→ **DATA EXTRACTS**
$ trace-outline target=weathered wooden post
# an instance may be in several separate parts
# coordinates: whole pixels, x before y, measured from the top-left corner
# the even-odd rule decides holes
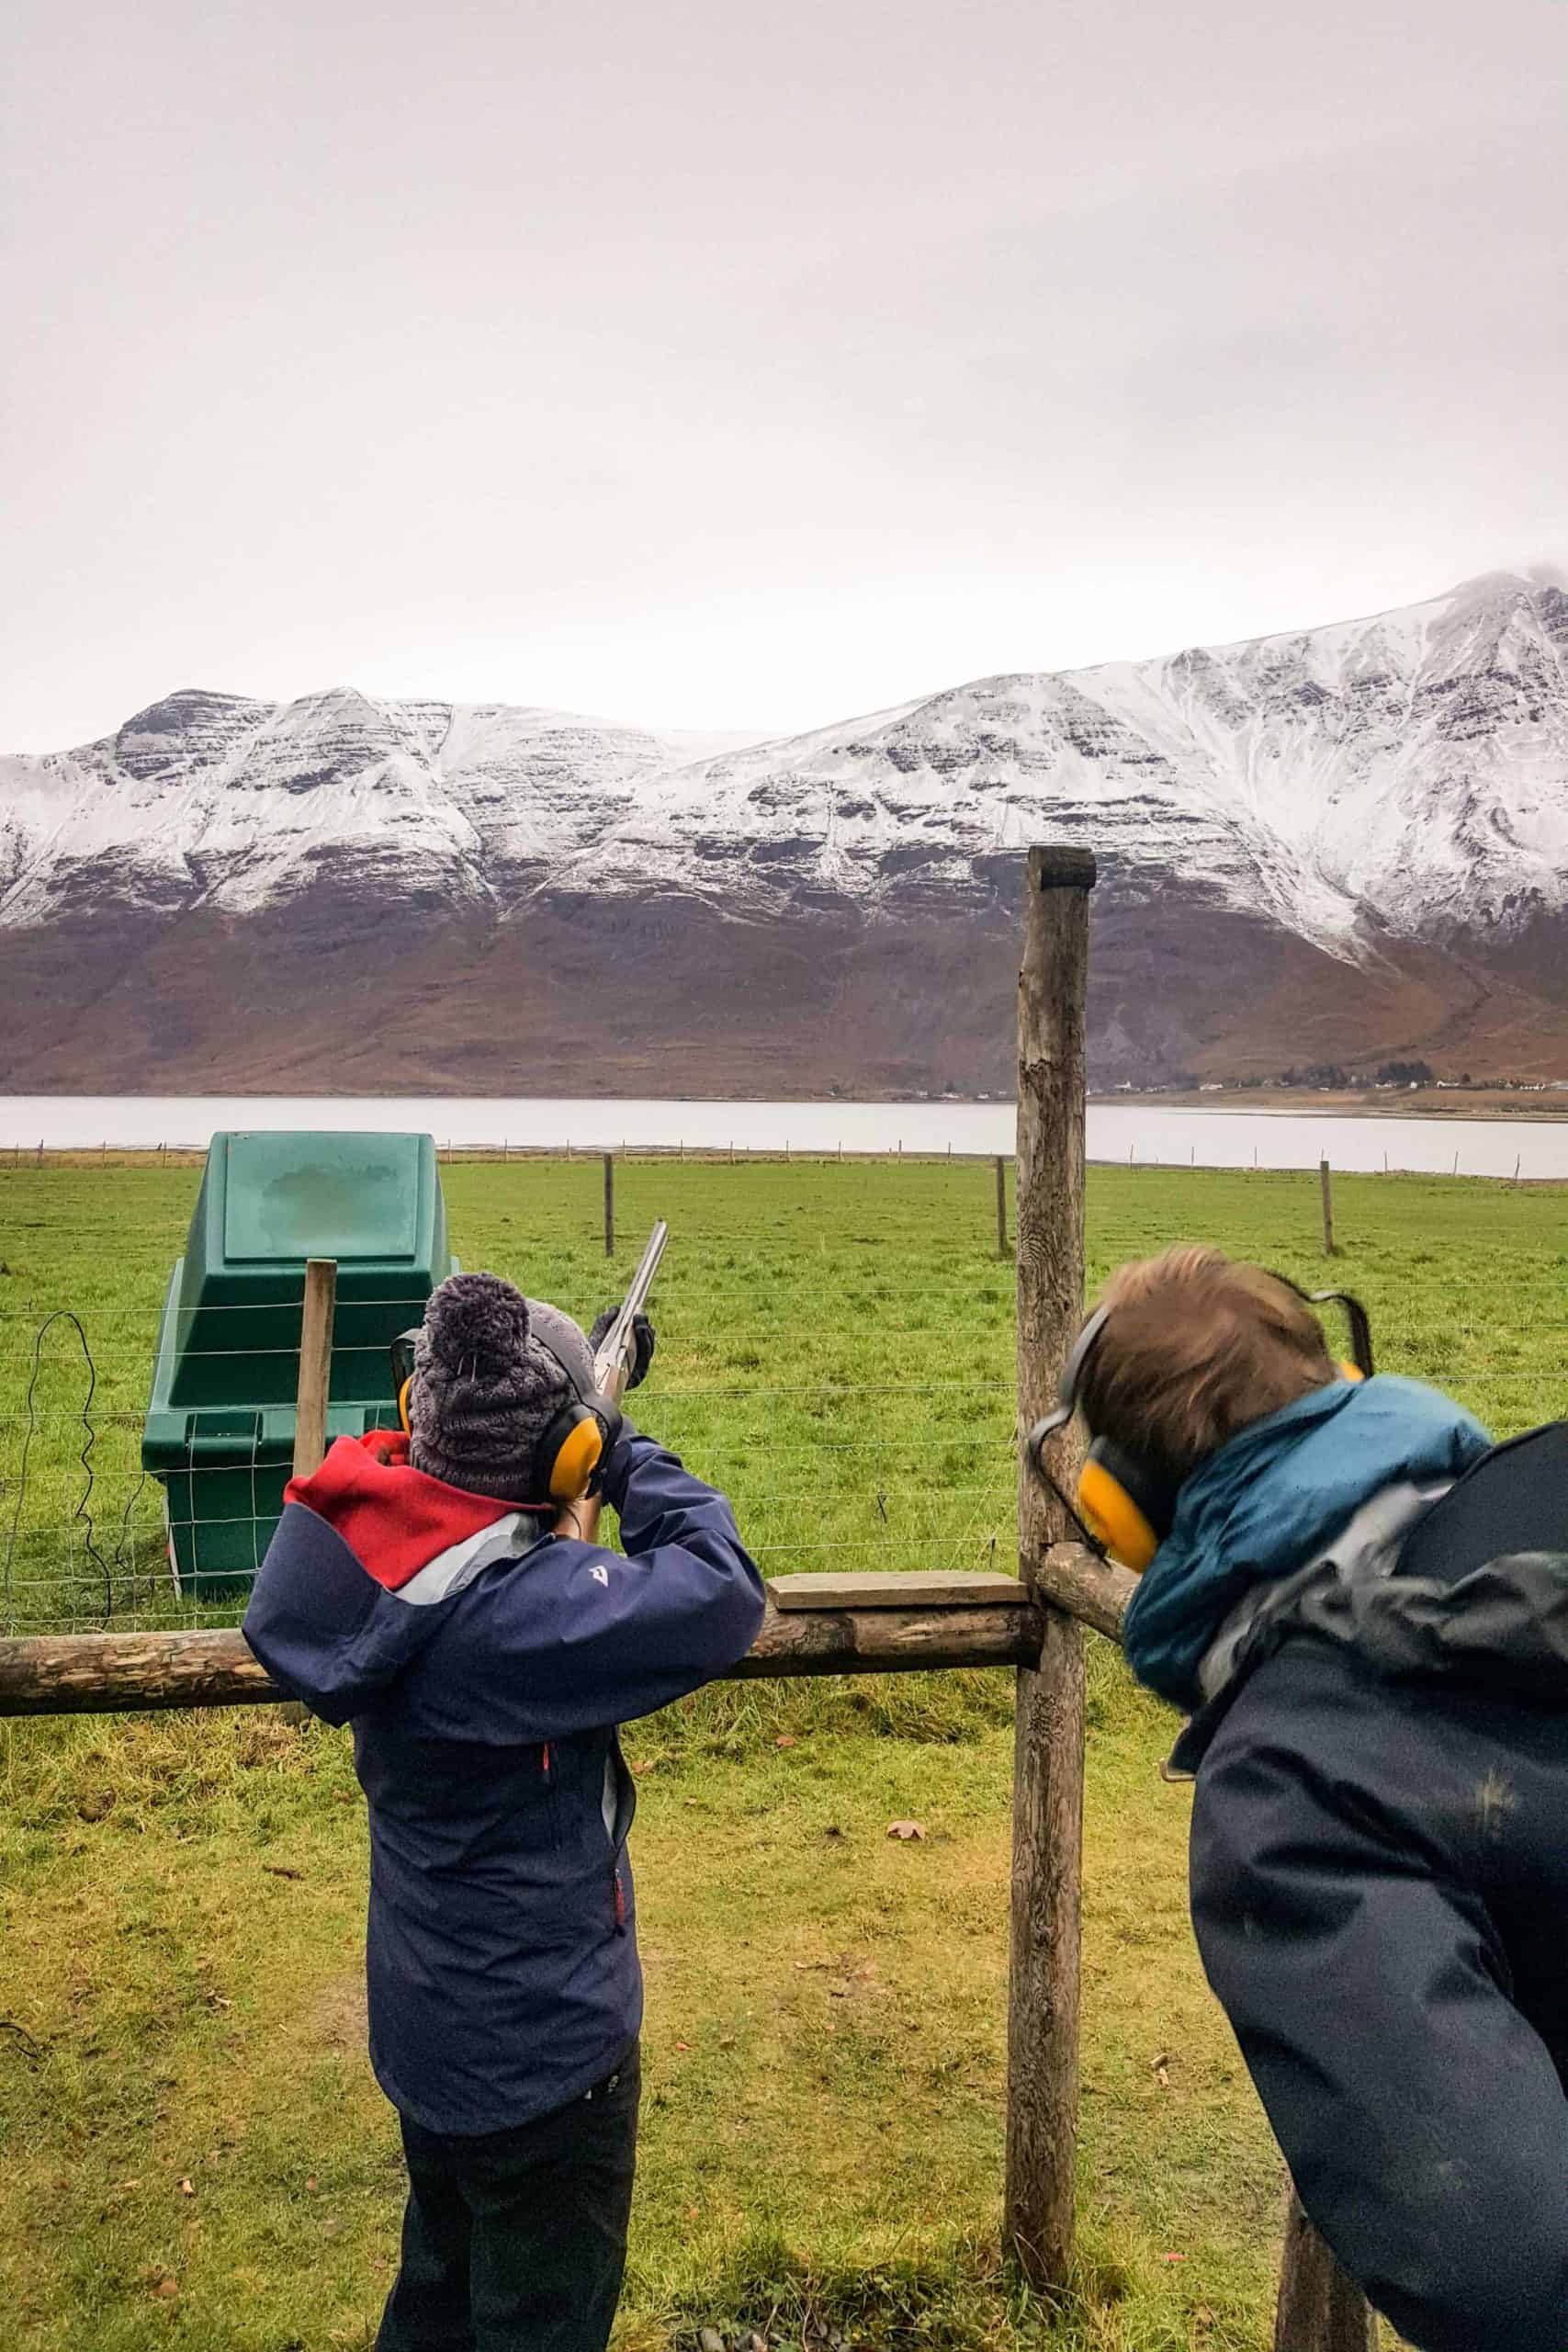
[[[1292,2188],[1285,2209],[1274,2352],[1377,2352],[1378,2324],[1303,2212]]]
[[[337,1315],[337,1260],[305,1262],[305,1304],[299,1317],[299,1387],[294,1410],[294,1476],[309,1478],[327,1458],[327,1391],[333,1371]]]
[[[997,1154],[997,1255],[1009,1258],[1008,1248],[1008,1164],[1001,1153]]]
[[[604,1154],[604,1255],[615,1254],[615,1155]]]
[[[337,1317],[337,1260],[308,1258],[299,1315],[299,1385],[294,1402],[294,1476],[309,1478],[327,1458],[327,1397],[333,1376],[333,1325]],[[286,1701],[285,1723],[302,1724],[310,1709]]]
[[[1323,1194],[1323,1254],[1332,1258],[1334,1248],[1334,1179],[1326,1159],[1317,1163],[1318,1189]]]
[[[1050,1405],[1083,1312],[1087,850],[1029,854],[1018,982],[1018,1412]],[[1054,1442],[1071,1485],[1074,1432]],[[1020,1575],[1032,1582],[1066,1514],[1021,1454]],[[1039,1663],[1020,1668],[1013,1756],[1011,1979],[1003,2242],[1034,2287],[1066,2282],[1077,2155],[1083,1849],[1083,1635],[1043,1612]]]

* * *

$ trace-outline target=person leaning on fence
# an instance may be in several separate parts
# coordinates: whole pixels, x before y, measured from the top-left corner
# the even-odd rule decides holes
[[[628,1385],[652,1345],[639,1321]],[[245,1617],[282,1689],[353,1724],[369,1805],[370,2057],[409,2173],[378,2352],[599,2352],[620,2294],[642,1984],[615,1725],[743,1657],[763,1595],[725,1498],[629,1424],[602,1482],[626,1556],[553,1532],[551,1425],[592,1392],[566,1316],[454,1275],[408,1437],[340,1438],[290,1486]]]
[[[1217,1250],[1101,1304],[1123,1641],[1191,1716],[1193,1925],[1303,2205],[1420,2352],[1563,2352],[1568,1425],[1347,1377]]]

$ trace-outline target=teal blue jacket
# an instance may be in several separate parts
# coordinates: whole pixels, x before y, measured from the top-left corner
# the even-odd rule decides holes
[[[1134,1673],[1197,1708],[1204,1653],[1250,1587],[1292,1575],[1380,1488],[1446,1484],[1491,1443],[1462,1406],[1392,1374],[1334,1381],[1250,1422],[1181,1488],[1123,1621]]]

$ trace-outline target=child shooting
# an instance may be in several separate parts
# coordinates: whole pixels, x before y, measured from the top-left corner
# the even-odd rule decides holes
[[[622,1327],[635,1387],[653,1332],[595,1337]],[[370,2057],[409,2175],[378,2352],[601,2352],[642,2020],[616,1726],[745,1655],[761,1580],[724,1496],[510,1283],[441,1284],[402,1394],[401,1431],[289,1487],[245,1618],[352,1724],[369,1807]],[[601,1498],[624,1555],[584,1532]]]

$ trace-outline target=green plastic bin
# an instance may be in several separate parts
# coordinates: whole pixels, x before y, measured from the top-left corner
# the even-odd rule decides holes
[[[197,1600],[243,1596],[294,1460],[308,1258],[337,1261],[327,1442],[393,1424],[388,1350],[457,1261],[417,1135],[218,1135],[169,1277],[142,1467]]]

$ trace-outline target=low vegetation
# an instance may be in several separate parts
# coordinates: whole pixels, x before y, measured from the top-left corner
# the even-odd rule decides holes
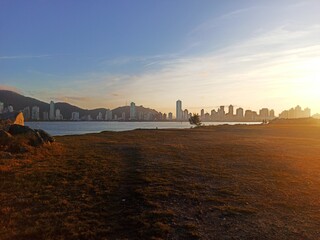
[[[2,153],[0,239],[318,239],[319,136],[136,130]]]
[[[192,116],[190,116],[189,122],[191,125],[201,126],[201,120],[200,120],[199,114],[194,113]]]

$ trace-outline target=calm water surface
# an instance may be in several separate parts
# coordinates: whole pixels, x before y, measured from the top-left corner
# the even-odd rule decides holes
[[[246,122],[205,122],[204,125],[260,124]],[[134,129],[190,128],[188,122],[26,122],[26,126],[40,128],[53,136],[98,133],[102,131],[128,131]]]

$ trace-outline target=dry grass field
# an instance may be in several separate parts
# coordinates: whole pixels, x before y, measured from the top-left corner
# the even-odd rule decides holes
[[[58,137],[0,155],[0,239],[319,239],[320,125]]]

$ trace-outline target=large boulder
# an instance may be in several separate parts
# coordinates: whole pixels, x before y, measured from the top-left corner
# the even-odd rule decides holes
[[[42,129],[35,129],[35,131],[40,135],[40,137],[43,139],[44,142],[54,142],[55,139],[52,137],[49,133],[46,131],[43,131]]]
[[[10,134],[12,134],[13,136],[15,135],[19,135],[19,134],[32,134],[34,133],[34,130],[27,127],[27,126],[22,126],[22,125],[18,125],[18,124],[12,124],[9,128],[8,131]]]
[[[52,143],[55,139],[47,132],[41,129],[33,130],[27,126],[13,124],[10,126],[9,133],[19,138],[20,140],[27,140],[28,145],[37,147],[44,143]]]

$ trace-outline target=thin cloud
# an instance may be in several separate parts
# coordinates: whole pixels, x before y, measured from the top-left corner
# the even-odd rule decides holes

...

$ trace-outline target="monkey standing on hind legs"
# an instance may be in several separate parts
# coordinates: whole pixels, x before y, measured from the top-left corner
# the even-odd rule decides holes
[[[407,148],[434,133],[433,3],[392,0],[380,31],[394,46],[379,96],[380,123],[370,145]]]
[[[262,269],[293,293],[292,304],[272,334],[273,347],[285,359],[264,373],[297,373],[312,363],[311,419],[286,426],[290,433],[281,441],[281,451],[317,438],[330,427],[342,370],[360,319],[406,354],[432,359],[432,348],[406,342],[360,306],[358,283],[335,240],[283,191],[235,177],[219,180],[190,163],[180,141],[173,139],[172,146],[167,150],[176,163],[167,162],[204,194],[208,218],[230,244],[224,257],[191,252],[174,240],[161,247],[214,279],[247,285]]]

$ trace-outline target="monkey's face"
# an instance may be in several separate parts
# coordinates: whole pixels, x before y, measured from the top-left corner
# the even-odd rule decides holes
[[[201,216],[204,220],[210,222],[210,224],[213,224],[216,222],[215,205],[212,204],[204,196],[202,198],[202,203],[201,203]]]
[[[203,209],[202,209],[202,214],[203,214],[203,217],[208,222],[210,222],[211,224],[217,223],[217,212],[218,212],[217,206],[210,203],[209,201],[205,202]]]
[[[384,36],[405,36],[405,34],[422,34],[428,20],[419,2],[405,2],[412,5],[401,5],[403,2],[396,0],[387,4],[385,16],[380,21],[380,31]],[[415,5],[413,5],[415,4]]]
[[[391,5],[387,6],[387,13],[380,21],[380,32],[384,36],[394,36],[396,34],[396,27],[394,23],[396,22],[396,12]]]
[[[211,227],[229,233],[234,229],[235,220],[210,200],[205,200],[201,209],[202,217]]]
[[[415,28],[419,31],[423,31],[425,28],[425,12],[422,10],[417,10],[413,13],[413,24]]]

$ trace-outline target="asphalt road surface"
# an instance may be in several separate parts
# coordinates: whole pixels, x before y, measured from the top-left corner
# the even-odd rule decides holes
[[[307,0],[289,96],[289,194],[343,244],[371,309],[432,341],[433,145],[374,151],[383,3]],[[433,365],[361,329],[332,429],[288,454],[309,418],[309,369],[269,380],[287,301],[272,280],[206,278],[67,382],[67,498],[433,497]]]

→ **WORK ORDER**
Which lines in the data hold the string "monkey"? Copy each of them.

→ **RESULT BELOW**
$ trace-outline target="monkey standing on hind legs"
$ trace-outline target="monkey's face"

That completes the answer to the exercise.